'''
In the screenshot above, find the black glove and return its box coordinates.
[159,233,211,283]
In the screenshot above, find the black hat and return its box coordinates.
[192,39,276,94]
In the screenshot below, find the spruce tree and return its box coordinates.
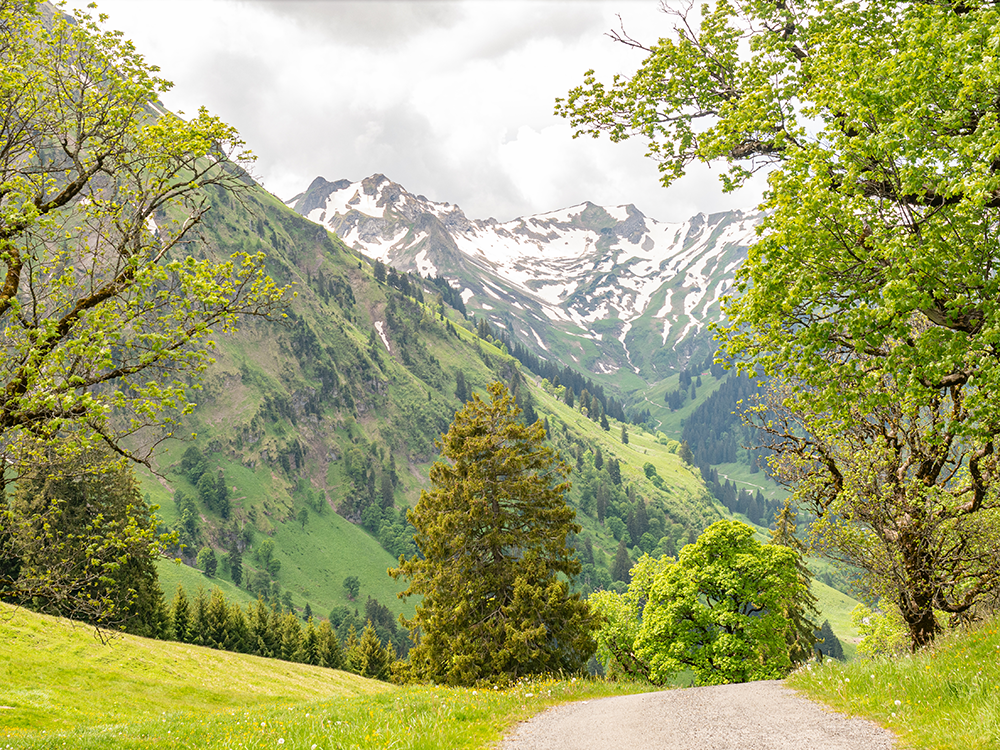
'''
# REQUIRED TASK
Pick out every line above that contains the string "return", treating uppercase and lowercase as different.

# RIGHT ANSWER
In the screenshot above, find the black glove and return its box coordinates.
In the screenshot above, find the black hat and return its box coordinates.
In the screenshot below, find the spruce tree and return its box coordinates.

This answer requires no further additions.